───── RECORDED INFORMATION ─────

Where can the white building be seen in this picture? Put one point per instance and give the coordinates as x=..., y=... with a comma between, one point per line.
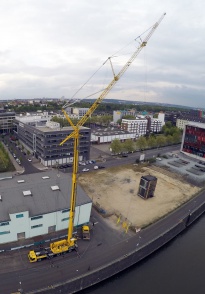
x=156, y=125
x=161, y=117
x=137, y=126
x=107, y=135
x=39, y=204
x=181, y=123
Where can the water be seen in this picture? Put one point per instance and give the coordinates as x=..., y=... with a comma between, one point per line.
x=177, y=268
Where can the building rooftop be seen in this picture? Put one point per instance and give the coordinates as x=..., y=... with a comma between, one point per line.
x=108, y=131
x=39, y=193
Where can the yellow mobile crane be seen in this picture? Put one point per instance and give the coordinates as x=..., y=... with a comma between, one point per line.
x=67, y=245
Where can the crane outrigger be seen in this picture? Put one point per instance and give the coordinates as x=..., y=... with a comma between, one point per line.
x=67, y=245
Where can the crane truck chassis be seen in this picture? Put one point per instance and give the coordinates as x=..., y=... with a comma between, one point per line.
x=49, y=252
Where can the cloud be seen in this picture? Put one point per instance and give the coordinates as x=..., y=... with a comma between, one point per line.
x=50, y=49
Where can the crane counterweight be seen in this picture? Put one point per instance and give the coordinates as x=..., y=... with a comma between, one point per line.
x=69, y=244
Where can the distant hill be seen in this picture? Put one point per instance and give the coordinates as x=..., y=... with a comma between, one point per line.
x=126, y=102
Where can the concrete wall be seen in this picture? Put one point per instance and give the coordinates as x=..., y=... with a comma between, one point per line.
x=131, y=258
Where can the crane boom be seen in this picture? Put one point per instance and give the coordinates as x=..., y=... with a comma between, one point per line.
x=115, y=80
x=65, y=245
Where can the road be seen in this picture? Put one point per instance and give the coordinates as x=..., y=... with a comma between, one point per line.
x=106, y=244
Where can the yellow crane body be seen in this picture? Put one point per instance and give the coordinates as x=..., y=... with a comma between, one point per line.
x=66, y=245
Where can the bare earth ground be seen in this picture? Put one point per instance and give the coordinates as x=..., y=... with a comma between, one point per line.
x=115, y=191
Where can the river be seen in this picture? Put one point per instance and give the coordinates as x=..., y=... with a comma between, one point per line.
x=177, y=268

─────

▸ WORK ITEM: Your task is to return every entry exactly as it was written, with the pictures removed.

▸ SOLUTION:
Where can the white building be seen in this picture? Put one point per instance and give the coordinates as x=..., y=... with a comma between, one point per line.
x=156, y=125
x=161, y=117
x=137, y=126
x=107, y=135
x=39, y=204
x=181, y=123
Where can the water be seen in this picture? Put one point per instance and give the coordinates as x=..., y=... with a comma between, one point per line.
x=177, y=268
Where can the building rooftop be seen in this picture? Put one point per instance and give the coordinates as x=..., y=... with a comma between, one point per line.
x=108, y=131
x=39, y=193
Where can the yellow mobile crane be seen in this picture? Put one point per instance and give the coordinates as x=..., y=... with a comma between, one point per line.
x=67, y=245
Where can the crane outrigger be seen in this picture? Put one point per instance and give the coordinates as x=..., y=... with a comma between, one point per line.
x=67, y=245
Where can the crane truck chassis be seen in this picture? Put one point per instance and give the coordinates as x=..., y=... with a comma between, one point per line.
x=49, y=252
Where can the cloud be seen in this picture? Put one point per instance and give the coordinates as x=..., y=... with a comma between, one point per line.
x=50, y=49
Where can the crane counterweight be seen in this picture? Put one point per instance and give the coordinates as x=..., y=... with a comma between, one point per line.
x=69, y=244
Where can the distant hill be seen in this picture? Put one point per instance and give the coordinates as x=..., y=... with a comma between, one point per line.
x=126, y=102
Where can the concrete wall be seen in this picture? Put one point per instance and give the coordinates as x=..., y=... with a comma between, one point per line.
x=131, y=258
Where can the crane boom be seen in this picture? Put one point per instance and give the coordinates as x=..., y=... with a comma between, one point per line.
x=115, y=80
x=65, y=245
Where can the road be seen in this picture? Put one point per instance and give the coordinates as x=..., y=... with a comma between, one point per line.
x=106, y=244
Where can the yellow crane body be seen in this picture? Put one point per instance and give the coordinates as x=..., y=... with a comma between, one point per line.
x=66, y=245
Where can the bare earth ground be seen in this picture? Put one point per instance and give the coordinates as x=..., y=... with a comma between, one point per line.
x=115, y=191
Where can the river be seen in this picture? Put one point per instance and give the coordinates as x=..., y=... with a comma between, one point per line.
x=177, y=268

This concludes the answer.